───── Data excerpts ─────

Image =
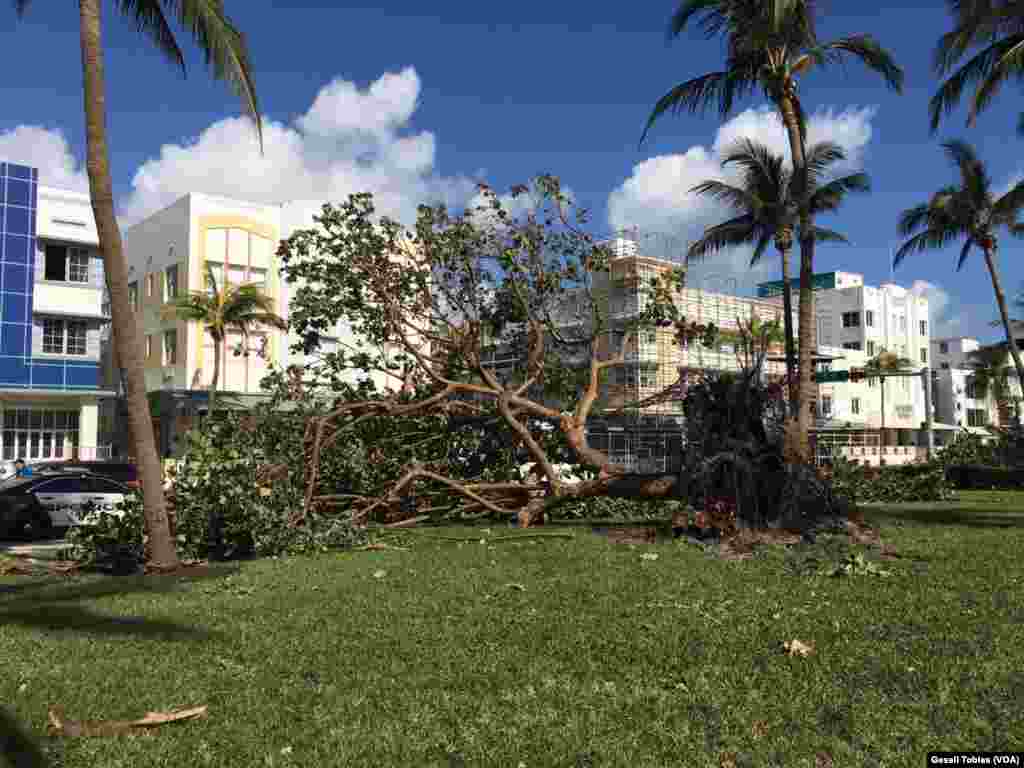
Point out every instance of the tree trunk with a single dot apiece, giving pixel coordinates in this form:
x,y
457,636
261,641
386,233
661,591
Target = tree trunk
x,y
806,321
882,444
218,342
1000,300
791,343
162,552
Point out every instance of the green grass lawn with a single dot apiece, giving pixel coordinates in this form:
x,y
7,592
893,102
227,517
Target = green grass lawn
x,y
556,652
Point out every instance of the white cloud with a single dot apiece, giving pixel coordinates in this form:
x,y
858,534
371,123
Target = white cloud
x,y
656,198
46,150
945,314
350,140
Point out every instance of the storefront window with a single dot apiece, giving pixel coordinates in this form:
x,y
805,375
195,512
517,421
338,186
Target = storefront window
x,y
38,433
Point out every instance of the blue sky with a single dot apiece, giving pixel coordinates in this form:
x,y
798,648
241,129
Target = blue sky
x,y
499,92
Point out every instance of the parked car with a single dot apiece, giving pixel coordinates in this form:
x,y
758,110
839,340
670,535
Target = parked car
x,y
120,471
51,503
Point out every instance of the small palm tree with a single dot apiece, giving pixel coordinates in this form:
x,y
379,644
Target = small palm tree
x,y
766,213
970,211
990,365
769,46
222,309
996,29
226,55
882,364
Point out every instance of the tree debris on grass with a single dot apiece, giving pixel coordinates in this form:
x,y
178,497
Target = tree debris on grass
x,y
59,725
798,648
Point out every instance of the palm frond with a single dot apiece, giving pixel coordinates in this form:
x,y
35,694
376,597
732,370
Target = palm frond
x,y
760,249
821,235
732,196
974,178
1009,65
714,19
965,252
830,196
223,47
932,239
736,231
150,20
867,50
975,70
822,155
694,95
1007,207
913,219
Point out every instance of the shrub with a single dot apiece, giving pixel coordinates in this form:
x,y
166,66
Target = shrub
x,y
114,541
980,477
226,507
909,482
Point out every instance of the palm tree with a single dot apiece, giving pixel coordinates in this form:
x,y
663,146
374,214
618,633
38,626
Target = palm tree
x,y
224,49
970,211
769,46
766,213
225,308
882,364
989,365
996,27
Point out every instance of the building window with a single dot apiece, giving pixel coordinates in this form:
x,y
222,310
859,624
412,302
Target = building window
x,y
78,265
64,264
170,347
64,337
171,283
32,433
52,336
76,337
976,417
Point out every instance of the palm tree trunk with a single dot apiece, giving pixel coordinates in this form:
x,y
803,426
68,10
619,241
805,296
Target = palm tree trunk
x,y
791,343
1000,300
162,552
806,320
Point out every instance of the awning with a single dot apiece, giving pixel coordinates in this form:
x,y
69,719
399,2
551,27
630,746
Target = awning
x,y
836,425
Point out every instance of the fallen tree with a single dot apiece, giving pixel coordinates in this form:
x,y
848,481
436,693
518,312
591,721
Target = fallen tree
x,y
497,318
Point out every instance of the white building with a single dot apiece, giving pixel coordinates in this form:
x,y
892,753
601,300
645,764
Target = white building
x,y
170,254
52,312
855,323
958,400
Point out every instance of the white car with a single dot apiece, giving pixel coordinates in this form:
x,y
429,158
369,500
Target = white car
x,y
47,503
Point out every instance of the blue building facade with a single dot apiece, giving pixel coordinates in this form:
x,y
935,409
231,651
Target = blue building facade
x,y
19,368
52,312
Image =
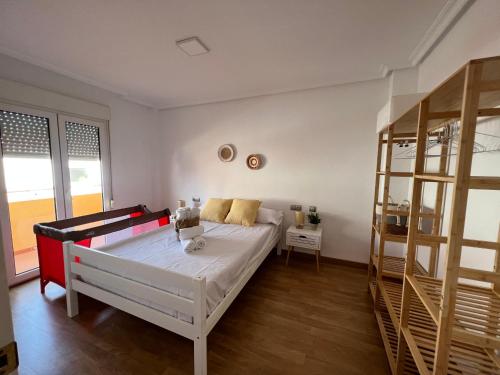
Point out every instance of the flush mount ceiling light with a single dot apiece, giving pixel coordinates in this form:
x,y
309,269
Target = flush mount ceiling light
x,y
192,46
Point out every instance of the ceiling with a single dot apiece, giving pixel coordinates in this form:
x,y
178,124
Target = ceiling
x,y
256,47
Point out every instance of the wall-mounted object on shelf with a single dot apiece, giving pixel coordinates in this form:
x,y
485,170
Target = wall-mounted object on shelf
x,y
226,152
254,161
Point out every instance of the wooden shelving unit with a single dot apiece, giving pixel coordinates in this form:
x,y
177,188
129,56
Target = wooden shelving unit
x,y
429,325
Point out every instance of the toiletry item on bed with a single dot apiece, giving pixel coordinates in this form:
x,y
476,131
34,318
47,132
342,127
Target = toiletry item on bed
x,y
188,245
183,213
188,233
200,242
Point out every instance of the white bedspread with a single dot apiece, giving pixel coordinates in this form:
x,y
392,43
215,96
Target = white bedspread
x,y
229,251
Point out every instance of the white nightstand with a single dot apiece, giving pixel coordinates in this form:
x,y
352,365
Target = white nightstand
x,y
304,238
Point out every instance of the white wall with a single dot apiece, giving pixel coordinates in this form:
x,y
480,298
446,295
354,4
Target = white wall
x,y
477,34
6,329
133,128
319,147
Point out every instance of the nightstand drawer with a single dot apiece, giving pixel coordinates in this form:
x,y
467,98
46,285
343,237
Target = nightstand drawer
x,y
303,240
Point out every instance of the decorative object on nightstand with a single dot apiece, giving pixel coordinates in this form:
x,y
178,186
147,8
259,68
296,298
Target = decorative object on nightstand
x,y
299,219
314,219
304,239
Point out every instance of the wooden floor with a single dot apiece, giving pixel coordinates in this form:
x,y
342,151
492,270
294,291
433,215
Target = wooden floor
x,y
285,321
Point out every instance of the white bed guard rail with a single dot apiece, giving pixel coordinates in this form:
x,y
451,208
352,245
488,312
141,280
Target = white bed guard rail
x,y
98,275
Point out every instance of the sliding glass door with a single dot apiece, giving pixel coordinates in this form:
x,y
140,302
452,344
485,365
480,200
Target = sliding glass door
x,y
52,167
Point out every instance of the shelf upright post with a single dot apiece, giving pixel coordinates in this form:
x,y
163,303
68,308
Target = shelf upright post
x,y
438,207
375,201
470,106
412,230
383,220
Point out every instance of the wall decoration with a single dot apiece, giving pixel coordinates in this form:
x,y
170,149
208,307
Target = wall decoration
x,y
254,161
226,153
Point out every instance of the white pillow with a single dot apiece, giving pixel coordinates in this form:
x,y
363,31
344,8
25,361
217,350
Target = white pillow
x,y
269,216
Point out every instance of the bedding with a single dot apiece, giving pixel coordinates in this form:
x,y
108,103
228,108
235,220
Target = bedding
x,y
269,216
216,209
243,212
229,251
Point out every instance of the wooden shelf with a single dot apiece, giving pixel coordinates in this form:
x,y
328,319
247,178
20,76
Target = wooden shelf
x,y
484,183
395,174
448,326
435,178
395,267
390,340
477,311
446,100
420,336
391,237
476,182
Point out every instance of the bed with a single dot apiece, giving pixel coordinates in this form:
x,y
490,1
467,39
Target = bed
x,y
151,277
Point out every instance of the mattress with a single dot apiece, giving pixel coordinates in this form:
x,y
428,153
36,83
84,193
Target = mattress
x,y
230,250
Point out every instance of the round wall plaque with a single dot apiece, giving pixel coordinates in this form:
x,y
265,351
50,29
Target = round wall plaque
x,y
254,161
226,153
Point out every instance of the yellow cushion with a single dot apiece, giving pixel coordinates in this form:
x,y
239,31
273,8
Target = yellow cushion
x,y
216,209
243,212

─────

**What is needed**
Make an exact reproduction of the listing above, without any pictures.

**Complete response**
Image =
Point out every instance of the tree trunk with a single dot apiece, giving pixel coordinates in this form:
x,y
457,636
261,641
386,233
661,591
Target = tree trunk
x,y
806,321
882,444
218,342
1000,300
791,343
162,552
Point out every instance of the green grass lawn with a single dot apiece, giving pixel coordinates in this form:
x,y
7,592
893,102
227,517
Target = green grass lawn
x,y
556,652
Point out every instance of the white cloud with a single dot apiece, giving pixel coordinates in this form:
x,y
858,534
371,123
Target = white cloud
x,y
656,198
46,150
945,314
350,140
Point out every instance of the storefront window with a single dot apiece, giving pixel coordinates in this form:
x,y
805,375
195,512
517,421
338,186
Target = storefront window
x,y
38,433
Point out every instance of the blue sky with a single dot apiece, giving pixel coordinates in this form:
x,y
798,648
241,129
Target = blue sky
x,y
499,92
Point out every instance of the parked car with a single dot apiece, giving pixel coordinates in this form:
x,y
758,110
839,340
670,535
Target = parked car
x,y
120,471
51,503
Point out every instance of the small palm tree with a single dot apiece, giving pixel coordinates in this form:
x,y
379,644
Target = small palm tree
x,y
766,213
970,211
990,365
769,46
222,309
996,29
226,55
882,364
Point out every instance of the tree debris on grass with a single dot apiece, giving pixel coordinates in this form:
x,y
178,497
Target = tree debris on grass
x,y
59,725
798,648
Point out every instance of the palm frond with a single dot apiece, giving pixel coordinates in this form:
x,y
35,694
376,597
732,370
Target = palm frond
x,y
760,249
821,235
732,196
974,178
1009,65
714,19
965,252
830,196
223,47
932,239
736,231
150,20
867,50
975,70
822,155
694,95
1007,207
913,219
Point out every instance of the shrub with a single dot apiece, giving pixel coordinates in this form:
x,y
166,66
Target = shrub
x,y
114,541
980,477
226,507
909,482
Point out every instance of the palm tree with a single dot apiece, giving pixel coordinates in this form:
x,y
663,146
374,214
618,633
38,626
Target = palm tree
x,y
224,49
970,211
769,46
766,213
225,308
882,364
989,365
996,27
Point out every instance of the building window with a single dot apiece, giving pixel coordinates in this form:
x,y
222,310
859,624
412,302
Target = building window
x,y
78,265
64,264
170,347
64,337
171,283
32,433
52,336
76,337
976,417
Point out every instance of the palm tree trunk with a single dot apiece, giving pixel coordinates in this form:
x,y
803,426
68,10
619,241
805,296
Target = palm tree trunk
x,y
791,343
1000,300
162,552
806,320
Point out every instance of the awning with a single dot apiece, giving pixel coordinates in this form:
x,y
69,719
399,2
551,27
630,746
Target = awning
x,y
836,425
Point out every instance of the fallen tree with a single dot apiece, giving pixel coordinates in this form:
x,y
848,481
436,693
518,312
591,721
Target = fallen tree
x,y
497,318
Point out every instance of the white building with a single dot apiece, giving pixel coordinates in this form:
x,y
892,753
601,300
645,764
Target = white building
x,y
170,254
52,312
855,323
958,400
Point out every instance of the white car with a single dot apiece, giving pixel coordinates in this form:
x,y
429,158
369,500
Target = white car
x,y
47,503
Point out every instance of the blue building facade with a single dot apiece, giving pixel coordinates in this form:
x,y
935,409
231,651
Target = blue building facade
x,y
19,368
52,312
Image =
Point out every instance of the flush mount ceiling light with a single dot apiece, giving pixel coordinates in this form:
x,y
309,269
Target = flush mount ceiling light
x,y
192,46
Point out every instance of the ceiling with a single dot apiece, giving pixel coordinates in this form:
x,y
178,124
Target = ceiling
x,y
256,47
Point out every instance of the wall-mounted object on shelf with a single dot apiece, giving pixel coordinates in this form:
x,y
485,170
Target = wall-mounted object on shelf
x,y
226,152
254,161
Point out every instance of the wooden shelving unit with a single dot apiece, giving pixel coordinates in this form:
x,y
177,188
129,56
Target = wooden shelving unit
x,y
429,325
Point out every instance of the toiletry item on bed with a single dot apiece, giving pixel coordinates in this form:
x,y
476,131
34,318
47,132
342,127
Target = toiletry item on bed
x,y
188,245
183,213
188,233
200,242
Point out every instance of the white bedspread with a single dot apiece, giving pixel coordinates in this form:
x,y
392,43
215,96
Target = white bedspread
x,y
229,251
Point out every instance of the white nightstand with a single dot apiece, giving pixel coordinates in this form:
x,y
352,365
Target = white nightstand
x,y
304,238
Point out every instance of the white wall with a single dot apiece, giving pixel coordinates in this form:
x,y
480,298
446,295
354,4
Target = white wall
x,y
477,34
6,329
133,128
319,147
Point out every instance of the nightstand drawer with a single dot apiece, giving pixel coordinates in this form:
x,y
467,98
46,285
343,237
Target = nightstand drawer
x,y
303,240
Point out every instance of the decorative object on nightstand with a single dot apiece, giving pixel coordinates in this form:
x,y
178,186
147,8
259,68
296,298
Target = decorative object on nightstand
x,y
299,219
314,219
304,239
Point out every instance of the wooden floor with a single dot apiece, giving pixel coordinates in this form:
x,y
342,151
492,270
294,291
433,215
Target = wooden floor
x,y
285,321
Point out every instance of the white bed guard rail with a single dot apiece, giving pixel coordinates in this form:
x,y
451,208
352,245
488,312
141,280
Target = white bed guard rail
x,y
98,275
Point out every instance of the sliding glass door with a single dot apiece, giving pixel coordinates in this form:
x,y
140,302
452,344
485,365
480,200
Target = sliding glass door
x,y
52,167
Point out every instance of the shelf upright post with a single dot apiece, giving pixel coordinates in this form:
x,y
163,303
68,308
Target = shelf upright post
x,y
438,207
375,201
470,106
412,230
383,220
Point out every instance of the wall decoration with a single dot apiece, giving pixel coordinates in this form:
x,y
170,149
208,307
Target = wall decoration
x,y
254,161
226,153
Point out every instance of the white pillow with a single dot apiece, giving pixel coordinates in this form:
x,y
363,31
344,8
25,361
217,350
Target = white pillow
x,y
269,216
Point out every instance of the bedding with a single dot apiece, giving pixel coordinates in this form:
x,y
108,103
228,108
235,220
Target = bedding
x,y
269,216
216,209
243,212
229,251
Point out every instance of the wooden shelf with a single dot apiece, giving pixel coordinates in this form:
x,y
328,319
247,178
20,76
Target = wooden shelf
x,y
484,183
395,174
448,326
435,178
395,267
390,340
477,311
446,100
420,336
391,237
476,182
Point out every instance of the bed with a single dot apiece, giving pixel coordinates in this form:
x,y
490,1
467,39
Target = bed
x,y
151,277
Point out every instance of the mattress with a single dot apiece, giving pixel coordinates in this form:
x,y
428,153
36,83
84,193
Target = mattress
x,y
230,250
Point out every instance of the round wall plaque with a single dot apiece, giving pixel coordinates in this form:
x,y
265,351
50,29
Target = round wall plaque
x,y
254,161
226,153
Point out every instance of the yellow cushion with a single dot apiece, giving pixel coordinates in this form:
x,y
239,31
273,8
Target = yellow cushion
x,y
216,209
243,212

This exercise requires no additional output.